─── 原文

基于非参数核密度估计模型的尾矿库事故后沉积物中Pb和Hg的水生生物风险评估

汞(Hg)和铅(Pb)是2种典型的重金属污染物,对水生生态系统具有较强的毒害作用,是环境管理的重要指标。2015年11月的陇星锑业尾矿库泄露事件,造成嘉陵江流域约346 km长河段受到重金属污染,尾矿砂中高含量Hg和Pb主要归宿在污染团经过的河道沉积物中,引起的嘉陵江流域生态风险尚未被全面评估。为解决沉积物中污染物对水生生物的毒性效应数据较少的问题,采用相平衡分配法,利用大量的水生生物毒理试验数据,将其转化为相应的沉积物毒性效应数据;采用基于非参数核密度估计的物种敏感度分布(SSD)法,对嘉陵江沉积物中2种重金属(Hg和Pb)进行生态风险评价,并与其他分布模型(Normal、Logistic和Weibull)进行对比。结果表明:Hg的非参数核密度估计模型的K-S检验统计量、均方根误差(RMSE)和误差平方和(SSE)分别为0.111 1、0.025 04和0.000 627,相较其他分布模型为最小;Pb的非参数核密度估计模型的K-S检验统计量为0.125 0,相较其他分布模型为最小,RMSE和SSE分别为0.028 42和0.000 807,为较优。非参数核密度估计模型对2种重金属毒性数据有很好的适应性,可获得较优的模拟效果。嘉陵江流域15个采样点沉积物中Pb浓度显著高于Hg,但沉积物中Hg的生态风险水平远高于Pb。

──────

据原文,2015年11月陇星锑业尾矿库泄露事件使嘉陵江流域多长的河段受到重金属污染?

─── 可用资料

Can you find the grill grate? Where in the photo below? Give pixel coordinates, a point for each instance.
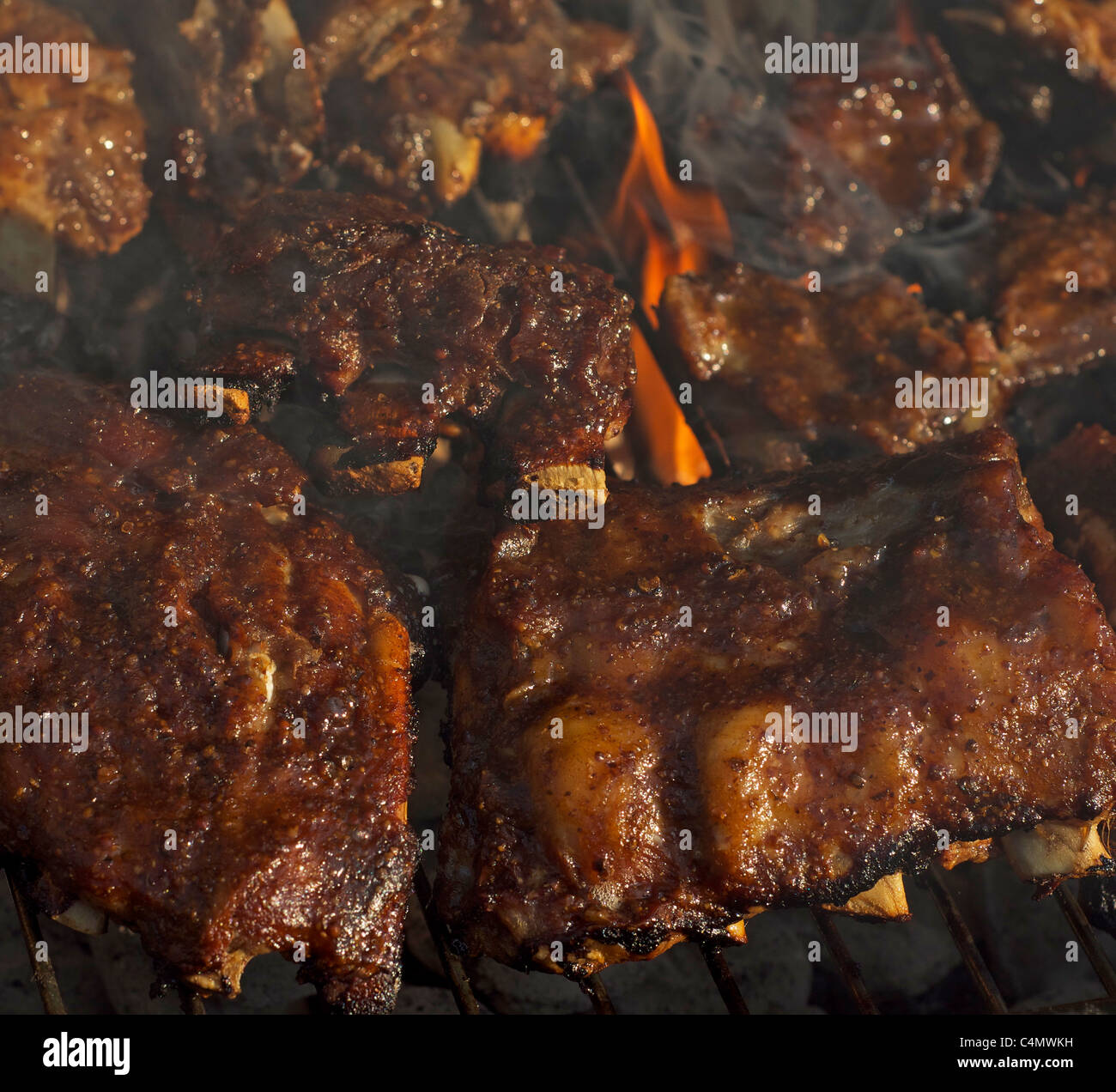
(458, 976)
(460, 984)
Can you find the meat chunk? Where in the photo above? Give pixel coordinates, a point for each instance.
(1072, 486)
(231, 97)
(1050, 28)
(246, 675)
(71, 151)
(629, 761)
(843, 170)
(403, 323)
(791, 374)
(1052, 294)
(413, 82)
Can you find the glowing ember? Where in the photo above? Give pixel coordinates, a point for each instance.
(694, 219)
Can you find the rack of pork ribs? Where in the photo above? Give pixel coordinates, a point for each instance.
(617, 784)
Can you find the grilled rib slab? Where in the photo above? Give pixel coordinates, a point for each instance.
(791, 374)
(403, 323)
(201, 813)
(613, 784)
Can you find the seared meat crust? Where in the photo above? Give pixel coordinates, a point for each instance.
(71, 153)
(446, 82)
(1046, 322)
(843, 171)
(280, 836)
(1079, 474)
(792, 373)
(403, 323)
(613, 784)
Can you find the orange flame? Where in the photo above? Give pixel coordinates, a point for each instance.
(695, 218)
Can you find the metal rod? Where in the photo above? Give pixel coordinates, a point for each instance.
(848, 967)
(594, 988)
(43, 970)
(725, 980)
(451, 962)
(1087, 938)
(963, 938)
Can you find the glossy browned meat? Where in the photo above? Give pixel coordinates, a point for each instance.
(1075, 489)
(613, 784)
(403, 323)
(892, 129)
(224, 100)
(447, 82)
(838, 171)
(245, 780)
(785, 374)
(1047, 320)
(1052, 27)
(70, 153)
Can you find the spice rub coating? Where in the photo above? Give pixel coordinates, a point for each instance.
(792, 374)
(613, 784)
(71, 153)
(403, 323)
(159, 578)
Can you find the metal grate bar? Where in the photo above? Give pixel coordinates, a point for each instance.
(848, 967)
(451, 962)
(963, 938)
(1087, 938)
(725, 980)
(594, 988)
(43, 972)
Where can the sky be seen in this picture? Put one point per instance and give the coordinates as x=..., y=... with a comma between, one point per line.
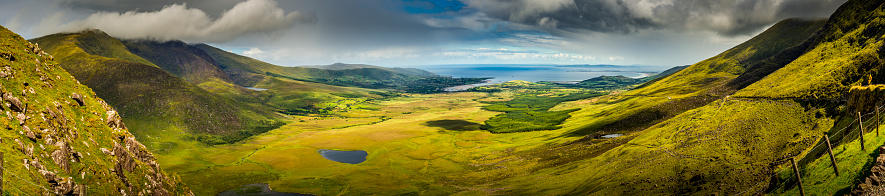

──────

### 参考答案
约346 km长的河段。